== Given information ==
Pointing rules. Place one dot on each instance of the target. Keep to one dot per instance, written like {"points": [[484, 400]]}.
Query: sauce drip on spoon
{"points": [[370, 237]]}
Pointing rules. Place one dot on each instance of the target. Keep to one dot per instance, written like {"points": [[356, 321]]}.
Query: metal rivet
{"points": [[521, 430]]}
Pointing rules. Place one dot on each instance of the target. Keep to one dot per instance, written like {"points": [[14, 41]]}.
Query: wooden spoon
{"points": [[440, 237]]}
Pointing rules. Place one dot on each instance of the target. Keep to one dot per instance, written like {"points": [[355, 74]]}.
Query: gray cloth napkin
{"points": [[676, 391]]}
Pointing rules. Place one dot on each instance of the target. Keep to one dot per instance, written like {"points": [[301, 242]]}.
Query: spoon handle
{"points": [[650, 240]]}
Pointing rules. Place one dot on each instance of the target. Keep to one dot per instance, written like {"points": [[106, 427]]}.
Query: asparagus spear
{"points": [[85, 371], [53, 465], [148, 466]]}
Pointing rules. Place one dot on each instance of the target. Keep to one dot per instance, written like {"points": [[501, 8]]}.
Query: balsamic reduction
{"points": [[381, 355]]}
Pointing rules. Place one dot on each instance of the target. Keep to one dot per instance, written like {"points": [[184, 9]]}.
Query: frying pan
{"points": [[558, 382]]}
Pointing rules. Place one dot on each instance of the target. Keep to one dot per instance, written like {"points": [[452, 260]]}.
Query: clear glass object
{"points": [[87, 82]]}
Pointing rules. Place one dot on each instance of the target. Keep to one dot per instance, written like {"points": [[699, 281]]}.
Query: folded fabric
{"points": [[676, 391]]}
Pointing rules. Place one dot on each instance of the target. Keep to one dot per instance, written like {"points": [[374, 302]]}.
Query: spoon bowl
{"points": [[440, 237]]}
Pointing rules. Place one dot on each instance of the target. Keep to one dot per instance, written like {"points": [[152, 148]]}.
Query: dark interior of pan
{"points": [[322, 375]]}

== Problem details ==
Set down the entries again exactly as they are.

== Response to this exercise ==
Pointing rules. Place one dot on each instance of the target. Keep to one dot per instance, written like {"points": [[484, 400]]}.
Query: sauce drip on spoon
{"points": [[370, 237]]}
Pointing rules. Place one dot on each instance of the target. Keep to one dot per instance, written like {"points": [[356, 321]]}.
Query: metal rivet
{"points": [[521, 430]]}
Pointing rules. Place one dot on each instance of the target. Keep to one dot per instance, written like {"points": [[14, 41]]}.
Query: wooden spoon
{"points": [[440, 237]]}
Pointing rules. Place one dot on each instance of the target. Keep to one dot per instance, written like {"points": [[355, 74]]}.
Query: gray cloth napkin
{"points": [[676, 391]]}
Pointing rules. Place one dot on each instance of the target. Keep to one dot per instance, written like {"points": [[301, 242]]}.
Query: spoon handle
{"points": [[650, 240]]}
Pointing rules. Place one dot on each instance of the target. Keep to one dot per instance, written like {"points": [[106, 427]]}.
Query: asparagus spear
{"points": [[85, 371], [53, 465], [148, 466]]}
Pointing rules. Place one dot on each instance of the target. Keep to one dot per instance, written like {"points": [[501, 8]]}.
Query: balsamic reduction
{"points": [[381, 355]]}
Pointing rules. Place one dot on each instance of the target. Keep to one dot per instance, written like {"points": [[184, 9]]}.
Query: frying pan
{"points": [[558, 382]]}
Pointing rules. Place one dot on each instance of the target. Keep to one dot per instance, written like {"points": [[452, 260]]}.
Query: clear glass object
{"points": [[87, 82]]}
Pointing rules. Place one dot on each instance of the target. Keep to one dot per instance, written like {"points": [[699, 281]]}.
Query: folded fabric
{"points": [[676, 391]]}
Pointing rules. Place one dot on each instance of the target. Keep to one dot per instance, written like {"points": [[374, 302]]}.
Query: spoon bowl
{"points": [[440, 237]]}
Pointing rules. Place one dot on each instance of the target. Keep to one dot per instance, written like {"points": [[152, 148]]}.
Query: dark interior of pan
{"points": [[322, 375]]}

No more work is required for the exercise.